Tasks for this exercise =>
(a) Decide whether each statement below agrees with the text on religious meal requests in jail. Answer yes or no for each and quote the deciding words from the text.
(i) The Montana Supreme Court held that meatless meals would be enough for the Catholic prisoner.
(ii) Father Pins stated that Catholics are required to eat unleavened bread during Lent.
(iii) The duty to honor an inmate's "sincerely held" religious beliefs comes from the Eighth Amendment.
(b) Carry on the text on religious meal requests in jail from its final sentence.

Text section START

After Watkins raised Chansley’s dietary requests to Judge Lamberth last week, he emailed the General Counsel for the D.C. Department of Corrections to sort out the particulars. Watkins now describes the communication as “insufficient to meet the temporal urgency of the situation.”
Prison officials sometimes vet religious meal requests according to the generalized dictates of an inmate’s faith; an inmate’s personal interpretation of his faith is sometimes a secondary concern. For example, the Montana Supreme Court in 2004 held that a Catholic prisoner was not entitled to meals specifically consisting of “fish and unleavened bread . . . on Ash Wednesday, Good Friday and all Fridays during Lent.” Rather, the court held that meatless meals would suffice. The justices attached weight not to the inmate’s religious desire for a Biblical meal but rather to a clergyman’s statement about what the overall Catholic faith required:
Father Pins stated in his affidavit that the Catholic religion does not require fish to be consumed on days of abstinence from red meat. On the contrary, a vegetarian diet is acceptable. Moreover, Father Pins asserted that Catholics are not required to consume unleavened bread during Lent. Father Pins further stated that CCC’s new meal program does comply with the requirements of the Catholic faith.
Accordingly, legal issues involving religious meal requests have been litigated frequently. Jail facilities are required to honor an inmate’s “sincerely held” religious beliefs; the requirement stems from the Free Exercise Clause of the First Amendment. Generally speaking, “[t]he courts have properly recognized that prison authorities must accommodate the right of prisoners to receive diets consistent with their religious scruples,” the Second Circuit Court of Appeals held in 1975 and reasserted in 1992. As the Montana case illustrates, meals “consistent with” a particular religion may not be precisely what the inmate orders.

Text section END
Extracted information START

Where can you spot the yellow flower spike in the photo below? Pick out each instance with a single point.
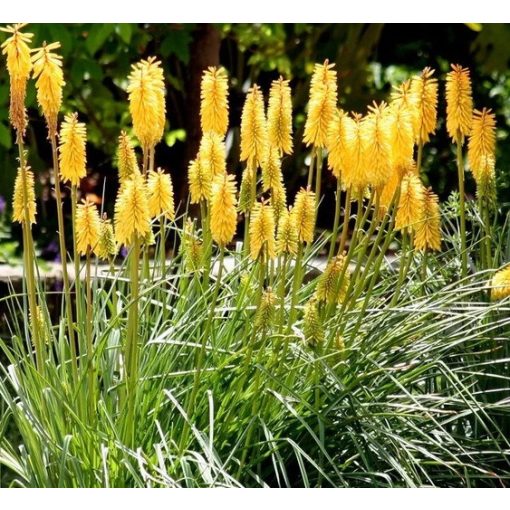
(88, 227)
(200, 181)
(254, 138)
(19, 66)
(401, 98)
(356, 174)
(264, 317)
(49, 84)
(271, 169)
(313, 329)
(72, 155)
(500, 284)
(212, 154)
(334, 282)
(482, 144)
(287, 236)
(223, 209)
(459, 102)
(106, 245)
(262, 227)
(376, 145)
(303, 214)
(20, 201)
(247, 193)
(146, 91)
(337, 144)
(401, 133)
(191, 248)
(390, 188)
(161, 194)
(424, 102)
(132, 211)
(321, 106)
(126, 158)
(428, 230)
(279, 116)
(278, 200)
(411, 203)
(214, 104)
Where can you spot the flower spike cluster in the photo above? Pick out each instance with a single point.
(459, 102)
(482, 146)
(132, 211)
(19, 65)
(223, 210)
(146, 91)
(254, 138)
(279, 116)
(214, 104)
(50, 81)
(72, 157)
(160, 194)
(322, 105)
(423, 99)
(88, 227)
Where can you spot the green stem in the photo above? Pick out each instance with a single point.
(132, 354)
(91, 390)
(29, 255)
(336, 221)
(76, 259)
(460, 168)
(281, 291)
(318, 181)
(295, 286)
(419, 157)
(201, 354)
(63, 258)
(347, 217)
(311, 169)
(405, 253)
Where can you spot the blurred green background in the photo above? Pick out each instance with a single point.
(370, 58)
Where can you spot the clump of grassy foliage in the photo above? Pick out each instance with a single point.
(244, 367)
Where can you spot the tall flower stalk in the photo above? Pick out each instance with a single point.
(19, 65)
(459, 110)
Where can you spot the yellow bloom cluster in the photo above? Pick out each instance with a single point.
(279, 116)
(19, 66)
(482, 145)
(146, 91)
(50, 81)
(459, 102)
(73, 159)
(126, 158)
(500, 284)
(287, 236)
(303, 214)
(214, 104)
(322, 105)
(254, 137)
(262, 226)
(132, 211)
(160, 194)
(223, 209)
(88, 227)
(24, 196)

Extracted information END

Answer list =>
(a)
(i) Yes: "Rather, the court held that meatless meals would suffice."
(ii) No: "Catholics are not required to consume unleavened bread during Lent."
(iii) No: "the requirement stems from the Free Exercise Clause of the First Amendment."

(b)
Watkins’ motion spends considerable time accusing former president Donald Trump of “incit[ing]” the siege on the Capitol Complex. It says a policeman held open the doors and told rioters — “in effect, if not verbatim,” that “the building is yours.” It also continues to press the assertion that Chansley may be willing to become a cooperating witness in Trump’s impeachment.
A federal grand jury indicted Chansley on six counts: (1) civil disorder; (2) obstruction of an official proceeding; (3) entering and remaining in a restricted building; (4) disorderly and disruptive conduct in a restricted building; (5) violent entry and disorderly conduct in a capitol building; (6) and parading, demonstrating, or picketing in a capitol building.
The U.S. Department of Justice objected to releasing Chansley before trial but took no position on the request for organic food.
Judge Lamberth granted Chansley’s motion for organic food late Wednesday afternoon.
Read the documents below.
Editor’s note: this report began as a developing story. It has been updated substantially since its initial publication to include additional material from the court documents. It has also been updated to include a discussion of the relevant case law surrounding religious meal requests.